[Position identification records]
## Start
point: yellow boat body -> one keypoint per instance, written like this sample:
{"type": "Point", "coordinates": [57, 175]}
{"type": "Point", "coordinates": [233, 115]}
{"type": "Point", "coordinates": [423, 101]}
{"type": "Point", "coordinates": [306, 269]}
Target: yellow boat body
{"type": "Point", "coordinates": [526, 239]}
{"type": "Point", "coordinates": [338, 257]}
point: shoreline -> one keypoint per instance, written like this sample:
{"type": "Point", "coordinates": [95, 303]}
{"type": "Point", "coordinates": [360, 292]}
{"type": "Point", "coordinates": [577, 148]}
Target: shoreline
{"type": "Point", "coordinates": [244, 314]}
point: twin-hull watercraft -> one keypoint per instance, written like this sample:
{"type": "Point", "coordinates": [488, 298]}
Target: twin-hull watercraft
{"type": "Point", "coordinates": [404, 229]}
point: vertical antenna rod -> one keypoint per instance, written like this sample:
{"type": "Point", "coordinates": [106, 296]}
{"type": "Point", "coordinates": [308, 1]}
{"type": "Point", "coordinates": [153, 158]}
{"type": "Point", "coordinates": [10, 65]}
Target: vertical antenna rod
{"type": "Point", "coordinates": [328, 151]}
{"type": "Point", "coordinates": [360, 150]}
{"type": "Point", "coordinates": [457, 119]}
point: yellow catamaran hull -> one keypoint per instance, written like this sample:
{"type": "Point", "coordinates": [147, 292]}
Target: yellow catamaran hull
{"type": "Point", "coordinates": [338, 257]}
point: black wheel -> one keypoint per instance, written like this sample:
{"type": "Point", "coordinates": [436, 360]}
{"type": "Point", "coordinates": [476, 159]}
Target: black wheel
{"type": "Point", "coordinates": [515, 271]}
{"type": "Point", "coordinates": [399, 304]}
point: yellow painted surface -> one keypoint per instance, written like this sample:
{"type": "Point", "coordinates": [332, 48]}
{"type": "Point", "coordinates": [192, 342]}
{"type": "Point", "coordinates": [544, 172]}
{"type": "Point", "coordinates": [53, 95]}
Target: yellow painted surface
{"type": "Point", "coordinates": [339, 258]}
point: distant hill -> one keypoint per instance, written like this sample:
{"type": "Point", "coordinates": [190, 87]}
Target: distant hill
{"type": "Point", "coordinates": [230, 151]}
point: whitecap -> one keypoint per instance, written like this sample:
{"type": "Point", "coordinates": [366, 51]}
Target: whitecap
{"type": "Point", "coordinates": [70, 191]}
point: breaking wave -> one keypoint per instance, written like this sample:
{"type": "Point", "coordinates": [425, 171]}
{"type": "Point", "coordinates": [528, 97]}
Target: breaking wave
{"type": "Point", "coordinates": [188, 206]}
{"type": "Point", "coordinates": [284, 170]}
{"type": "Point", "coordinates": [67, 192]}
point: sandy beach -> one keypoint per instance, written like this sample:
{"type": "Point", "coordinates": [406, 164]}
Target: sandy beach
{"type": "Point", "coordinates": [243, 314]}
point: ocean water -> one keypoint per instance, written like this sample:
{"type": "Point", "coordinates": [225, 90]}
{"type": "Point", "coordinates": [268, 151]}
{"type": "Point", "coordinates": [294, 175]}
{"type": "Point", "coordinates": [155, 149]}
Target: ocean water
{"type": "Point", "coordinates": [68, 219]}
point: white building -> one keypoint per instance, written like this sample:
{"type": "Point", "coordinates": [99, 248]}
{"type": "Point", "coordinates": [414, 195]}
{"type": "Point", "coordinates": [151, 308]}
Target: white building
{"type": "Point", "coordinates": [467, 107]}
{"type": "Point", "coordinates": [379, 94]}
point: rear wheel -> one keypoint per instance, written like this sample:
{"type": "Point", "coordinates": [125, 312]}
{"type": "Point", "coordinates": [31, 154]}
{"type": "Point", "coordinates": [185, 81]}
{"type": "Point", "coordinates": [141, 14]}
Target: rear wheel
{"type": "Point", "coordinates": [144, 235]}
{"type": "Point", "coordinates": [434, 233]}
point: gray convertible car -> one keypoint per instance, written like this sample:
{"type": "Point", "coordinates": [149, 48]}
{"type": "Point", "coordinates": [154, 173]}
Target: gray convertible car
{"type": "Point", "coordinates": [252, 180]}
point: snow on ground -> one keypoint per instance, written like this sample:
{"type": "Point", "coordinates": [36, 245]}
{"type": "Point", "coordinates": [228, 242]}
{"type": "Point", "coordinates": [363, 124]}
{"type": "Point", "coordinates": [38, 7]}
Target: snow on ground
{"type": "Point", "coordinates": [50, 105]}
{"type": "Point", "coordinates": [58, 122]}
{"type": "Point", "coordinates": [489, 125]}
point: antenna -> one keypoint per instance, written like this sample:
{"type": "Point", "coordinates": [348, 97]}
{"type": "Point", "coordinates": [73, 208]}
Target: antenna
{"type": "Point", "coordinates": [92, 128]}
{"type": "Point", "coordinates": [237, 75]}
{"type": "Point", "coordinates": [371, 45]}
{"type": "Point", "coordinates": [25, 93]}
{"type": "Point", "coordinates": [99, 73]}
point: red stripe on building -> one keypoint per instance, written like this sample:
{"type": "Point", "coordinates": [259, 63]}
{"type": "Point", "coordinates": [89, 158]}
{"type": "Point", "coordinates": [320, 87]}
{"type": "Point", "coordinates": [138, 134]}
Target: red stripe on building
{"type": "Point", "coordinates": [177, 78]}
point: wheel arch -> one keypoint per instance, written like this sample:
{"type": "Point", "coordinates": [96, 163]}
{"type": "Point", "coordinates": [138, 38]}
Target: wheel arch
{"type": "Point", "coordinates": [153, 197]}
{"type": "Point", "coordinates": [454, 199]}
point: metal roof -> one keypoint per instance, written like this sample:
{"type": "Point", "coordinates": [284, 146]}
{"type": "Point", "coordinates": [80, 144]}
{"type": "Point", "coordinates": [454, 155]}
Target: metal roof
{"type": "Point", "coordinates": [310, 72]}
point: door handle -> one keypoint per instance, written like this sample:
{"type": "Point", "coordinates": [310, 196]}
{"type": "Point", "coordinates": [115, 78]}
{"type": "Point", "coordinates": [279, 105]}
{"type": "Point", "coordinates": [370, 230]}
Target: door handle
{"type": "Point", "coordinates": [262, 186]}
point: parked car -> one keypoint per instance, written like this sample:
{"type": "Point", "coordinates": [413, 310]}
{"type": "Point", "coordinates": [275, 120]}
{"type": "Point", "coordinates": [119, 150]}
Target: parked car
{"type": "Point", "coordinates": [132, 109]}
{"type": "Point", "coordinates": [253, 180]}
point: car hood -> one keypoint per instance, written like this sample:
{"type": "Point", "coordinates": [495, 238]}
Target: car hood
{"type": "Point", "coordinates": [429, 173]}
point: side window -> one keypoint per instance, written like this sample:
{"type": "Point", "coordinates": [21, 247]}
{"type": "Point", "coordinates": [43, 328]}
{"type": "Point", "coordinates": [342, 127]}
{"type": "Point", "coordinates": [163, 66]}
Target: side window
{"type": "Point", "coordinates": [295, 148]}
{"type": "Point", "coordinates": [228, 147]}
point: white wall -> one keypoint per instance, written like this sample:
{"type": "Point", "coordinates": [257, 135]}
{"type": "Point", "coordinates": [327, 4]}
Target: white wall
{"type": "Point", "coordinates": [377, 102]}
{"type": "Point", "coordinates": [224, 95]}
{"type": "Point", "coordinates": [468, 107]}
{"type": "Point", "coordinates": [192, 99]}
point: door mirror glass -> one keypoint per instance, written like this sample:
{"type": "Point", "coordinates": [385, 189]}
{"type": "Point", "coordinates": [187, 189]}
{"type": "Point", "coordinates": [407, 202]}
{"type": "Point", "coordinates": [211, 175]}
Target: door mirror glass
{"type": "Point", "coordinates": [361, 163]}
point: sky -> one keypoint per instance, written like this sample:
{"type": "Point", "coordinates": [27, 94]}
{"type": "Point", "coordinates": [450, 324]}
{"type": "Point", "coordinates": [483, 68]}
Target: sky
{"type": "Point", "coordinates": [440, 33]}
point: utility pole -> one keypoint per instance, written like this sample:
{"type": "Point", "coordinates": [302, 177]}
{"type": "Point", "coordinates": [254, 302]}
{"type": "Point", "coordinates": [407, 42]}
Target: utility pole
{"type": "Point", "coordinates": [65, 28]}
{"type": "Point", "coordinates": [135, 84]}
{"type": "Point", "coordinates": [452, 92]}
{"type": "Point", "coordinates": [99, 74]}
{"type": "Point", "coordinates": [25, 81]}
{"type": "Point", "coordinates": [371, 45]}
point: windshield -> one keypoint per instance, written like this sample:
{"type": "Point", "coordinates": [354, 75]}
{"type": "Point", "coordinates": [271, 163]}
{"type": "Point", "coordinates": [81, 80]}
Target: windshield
## End
— TASK INSTRUCTIONS —
Produce an exact copy of the lines from the one containing "point: sky ->" through the last line, and of nothing else.

— FINAL RESULT —
point: sky -> one keypoint per instance, written like this sample:
{"type": "Point", "coordinates": [27, 94]}
{"type": "Point", "coordinates": [450, 324]}
{"type": "Point", "coordinates": [483, 68]}
Target: sky
{"type": "Point", "coordinates": [440, 33]}
point: utility pole -> one keypoint per instance, written like this sample:
{"type": "Point", "coordinates": [302, 177]}
{"type": "Point", "coordinates": [254, 302]}
{"type": "Point", "coordinates": [407, 42]}
Target: utility pole
{"type": "Point", "coordinates": [65, 28]}
{"type": "Point", "coordinates": [135, 84]}
{"type": "Point", "coordinates": [452, 92]}
{"type": "Point", "coordinates": [99, 74]}
{"type": "Point", "coordinates": [25, 81]}
{"type": "Point", "coordinates": [371, 45]}
point: windshield -> one keypoint per instance, written like this sample:
{"type": "Point", "coordinates": [354, 75]}
{"type": "Point", "coordinates": [271, 163]}
{"type": "Point", "coordinates": [81, 80]}
Target: windshield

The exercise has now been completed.